Para ser el más dark, hay que nacer en Rasinari, Rumania, en 1911. Hay que tener un padre que sea el sacerdote ortodoxo del pueblo. Y hay que jugar al fútbol con las calaveras que te regala el enterrador del cementerio. Todo lo que Cioran escribió, e incluso, su propia forma de escribir (aforismos, ensayos, artículos, cuadernos) está marcado por el cansancio de vivir. ¿Puede haber algo más inspirador para los flojos y depresivos del mundo? Solo él comparó el aburrimiento y la inacción -‘No hago nada, es cierto. Pero veo pasar las horas, lo cual vale más que tratar de llenarlas’- con el budismo.
Las mayores revelaciones le llegaron gracias al terrible insomnio que sufrió a lo largo de los años. La sensación de esa realidad ininterrumpida despertó en él una intensa megalomanía: se sentía por encima del resto al vivir en un estado de conciencia absoluto y constante. Luego, la idea de la conciencia como fatalidad, como castigo, se convirtió en una obsesión para él. El hombre es un ser que vela, y aquel que no ha conocido el drama de la conciencia le parece infinitamente ingenuo y constituye un tema recurrente en sus libros.

## [Tareas pendientes]
A. Según el texto sobre Cioran, ¿a qué se debieron sus mayores revelaciones?
B. Extrae del texto sobre Cioran, sin cambiar nada, el tramo que va desde "Las mayores revelaciones" hasta "en sus libros.".
Los registros son un material independiente del texto.

## [Datos proporcionados]
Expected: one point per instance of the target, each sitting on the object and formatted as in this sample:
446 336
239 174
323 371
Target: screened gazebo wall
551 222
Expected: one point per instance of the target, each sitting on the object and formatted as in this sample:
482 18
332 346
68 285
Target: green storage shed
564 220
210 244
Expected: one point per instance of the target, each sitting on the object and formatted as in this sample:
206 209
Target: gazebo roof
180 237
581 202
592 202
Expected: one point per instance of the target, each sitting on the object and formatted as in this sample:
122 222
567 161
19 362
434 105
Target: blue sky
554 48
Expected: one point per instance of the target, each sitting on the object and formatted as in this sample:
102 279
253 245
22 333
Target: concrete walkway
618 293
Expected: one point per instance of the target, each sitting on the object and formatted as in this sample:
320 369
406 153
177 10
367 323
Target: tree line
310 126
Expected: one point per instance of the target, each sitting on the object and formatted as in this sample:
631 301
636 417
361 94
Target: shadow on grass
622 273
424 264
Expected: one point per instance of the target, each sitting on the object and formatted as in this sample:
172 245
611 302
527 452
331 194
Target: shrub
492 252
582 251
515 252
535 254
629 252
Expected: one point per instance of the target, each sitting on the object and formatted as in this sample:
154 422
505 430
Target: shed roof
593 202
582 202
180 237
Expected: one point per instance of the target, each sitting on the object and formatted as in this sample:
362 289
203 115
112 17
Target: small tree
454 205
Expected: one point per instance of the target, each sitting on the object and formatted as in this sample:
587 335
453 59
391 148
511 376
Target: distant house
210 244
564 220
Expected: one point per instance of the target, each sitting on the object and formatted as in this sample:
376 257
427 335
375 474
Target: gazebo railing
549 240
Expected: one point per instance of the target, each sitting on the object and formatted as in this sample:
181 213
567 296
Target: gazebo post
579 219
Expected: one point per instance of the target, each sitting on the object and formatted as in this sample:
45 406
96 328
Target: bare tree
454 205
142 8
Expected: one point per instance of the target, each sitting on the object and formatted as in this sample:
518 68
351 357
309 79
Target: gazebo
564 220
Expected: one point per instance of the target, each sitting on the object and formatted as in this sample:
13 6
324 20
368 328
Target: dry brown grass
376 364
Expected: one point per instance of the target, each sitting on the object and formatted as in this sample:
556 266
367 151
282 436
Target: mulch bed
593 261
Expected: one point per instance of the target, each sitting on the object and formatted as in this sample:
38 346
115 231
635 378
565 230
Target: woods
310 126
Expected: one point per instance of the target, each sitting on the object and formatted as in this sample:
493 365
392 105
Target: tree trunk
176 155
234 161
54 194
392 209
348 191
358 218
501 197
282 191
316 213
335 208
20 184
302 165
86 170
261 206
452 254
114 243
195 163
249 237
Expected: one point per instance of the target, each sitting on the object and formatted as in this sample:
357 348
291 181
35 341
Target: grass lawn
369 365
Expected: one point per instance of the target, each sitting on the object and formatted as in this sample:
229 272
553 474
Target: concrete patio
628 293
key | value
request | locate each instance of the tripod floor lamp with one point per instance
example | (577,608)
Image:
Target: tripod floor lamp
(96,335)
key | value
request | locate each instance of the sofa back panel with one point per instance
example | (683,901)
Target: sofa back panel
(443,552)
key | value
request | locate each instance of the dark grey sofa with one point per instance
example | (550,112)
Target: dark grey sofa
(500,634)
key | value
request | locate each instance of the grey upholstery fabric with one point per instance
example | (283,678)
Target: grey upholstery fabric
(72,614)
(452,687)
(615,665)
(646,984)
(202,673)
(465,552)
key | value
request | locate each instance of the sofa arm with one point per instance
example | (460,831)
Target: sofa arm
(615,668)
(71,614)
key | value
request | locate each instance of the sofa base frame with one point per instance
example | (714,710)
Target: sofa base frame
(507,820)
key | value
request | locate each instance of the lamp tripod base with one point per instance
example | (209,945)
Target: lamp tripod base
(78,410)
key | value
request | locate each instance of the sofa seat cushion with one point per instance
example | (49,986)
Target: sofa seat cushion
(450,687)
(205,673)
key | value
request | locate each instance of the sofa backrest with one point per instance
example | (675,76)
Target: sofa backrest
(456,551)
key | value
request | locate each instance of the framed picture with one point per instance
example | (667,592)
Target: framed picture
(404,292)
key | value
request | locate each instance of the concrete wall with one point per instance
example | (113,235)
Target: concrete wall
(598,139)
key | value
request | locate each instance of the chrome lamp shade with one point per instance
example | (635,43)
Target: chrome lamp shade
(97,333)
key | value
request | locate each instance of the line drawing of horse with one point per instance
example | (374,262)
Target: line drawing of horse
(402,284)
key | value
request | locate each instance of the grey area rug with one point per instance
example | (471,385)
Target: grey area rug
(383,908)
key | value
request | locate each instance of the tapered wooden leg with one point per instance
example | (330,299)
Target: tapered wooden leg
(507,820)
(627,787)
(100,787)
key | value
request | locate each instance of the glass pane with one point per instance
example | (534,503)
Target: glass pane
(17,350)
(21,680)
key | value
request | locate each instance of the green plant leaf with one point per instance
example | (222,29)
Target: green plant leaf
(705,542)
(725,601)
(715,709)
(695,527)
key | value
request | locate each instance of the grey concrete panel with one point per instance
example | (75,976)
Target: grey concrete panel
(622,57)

## [Respuestas del ejercicio]
A. Al terrible insomnio que sufrió a lo largo de los años.

B.
Las mayores revelaciones le llegaron gracias al terrible insomnio que sufrió a lo largo de los años. La sensación de esa realidad ininterrumpida despertó en él una intensa megalomanía: se sentía por encima del resto al vivir en un estado de conciencia absoluto y constante. Luego, la idea de la conciencia como fatalidad, como castigo, se convirtió en una obsesión para él. El hombre es un ser que vela, y aquel que no ha conocido el drama de la conciencia le parece infinitamente ingenuo y constituye un tema recurrente en sus libros.